COSA SI RICHIEDE: Ridimensiona, per favore, le righe dall'inizio dell'elenco fino a quella con "[[259, 133]]" compresa: riscrivile per intero, moltiplicando per 1,1 le coordinate dei punti nelle risposte e arrotondandole all'intero (le metà per eccesso), senza toccare gli altri numeri e lasciando fuori le immagini.

DATI FORNITI:
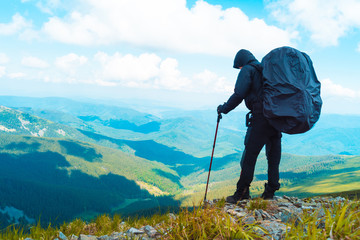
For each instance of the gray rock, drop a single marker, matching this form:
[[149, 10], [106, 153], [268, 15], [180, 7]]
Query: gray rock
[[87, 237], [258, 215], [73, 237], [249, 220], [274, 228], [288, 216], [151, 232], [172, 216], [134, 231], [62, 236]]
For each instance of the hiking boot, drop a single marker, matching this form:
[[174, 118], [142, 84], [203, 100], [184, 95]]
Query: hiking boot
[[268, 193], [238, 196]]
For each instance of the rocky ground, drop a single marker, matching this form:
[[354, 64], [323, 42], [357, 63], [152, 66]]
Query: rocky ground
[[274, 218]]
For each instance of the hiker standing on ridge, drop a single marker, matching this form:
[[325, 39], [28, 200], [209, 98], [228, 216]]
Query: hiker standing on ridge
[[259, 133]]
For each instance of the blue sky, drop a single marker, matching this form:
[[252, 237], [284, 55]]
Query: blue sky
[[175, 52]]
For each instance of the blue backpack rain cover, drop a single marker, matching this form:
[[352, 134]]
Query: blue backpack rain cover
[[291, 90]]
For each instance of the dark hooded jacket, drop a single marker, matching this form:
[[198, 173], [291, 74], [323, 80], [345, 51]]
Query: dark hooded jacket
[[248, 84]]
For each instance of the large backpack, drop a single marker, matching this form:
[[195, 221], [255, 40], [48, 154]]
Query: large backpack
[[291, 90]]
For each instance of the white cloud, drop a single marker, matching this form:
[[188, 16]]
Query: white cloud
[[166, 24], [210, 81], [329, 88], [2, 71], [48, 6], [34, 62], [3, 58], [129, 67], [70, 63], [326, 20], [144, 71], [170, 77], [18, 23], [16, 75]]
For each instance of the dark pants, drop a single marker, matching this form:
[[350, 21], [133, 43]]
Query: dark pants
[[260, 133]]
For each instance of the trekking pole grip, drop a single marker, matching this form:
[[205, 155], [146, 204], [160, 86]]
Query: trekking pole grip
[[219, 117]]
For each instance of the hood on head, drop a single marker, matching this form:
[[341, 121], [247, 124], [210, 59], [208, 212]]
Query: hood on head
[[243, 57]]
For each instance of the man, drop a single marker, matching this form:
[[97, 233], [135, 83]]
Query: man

RISPOSTA AL COMPITO:
For each instance of the gray rock, drop a single marker, matching this form:
[[149, 10], [106, 153], [268, 15], [180, 7]]
Query: gray rock
[[96, 261], [284, 237], [80, 261], [274, 242], [301, 251], [317, 238], [166, 255], [189, 238], [147, 254], [68, 260]]
For each instance of the hiking boot, drop a single marker, matching this form:
[[174, 118], [142, 84], [203, 100], [184, 95]]
Query: hiking boot
[[295, 212], [262, 216]]
For each instance of the rocky ground, drop a single marker, matching this form:
[[354, 64], [323, 42], [357, 63], [152, 66]]
Query: rocky ground
[[301, 240]]
For each instance of the hiker standing on ridge, drop a single marker, matching this form:
[[325, 39], [28, 200], [209, 98], [228, 216]]
Query: hiker standing on ridge
[[285, 146]]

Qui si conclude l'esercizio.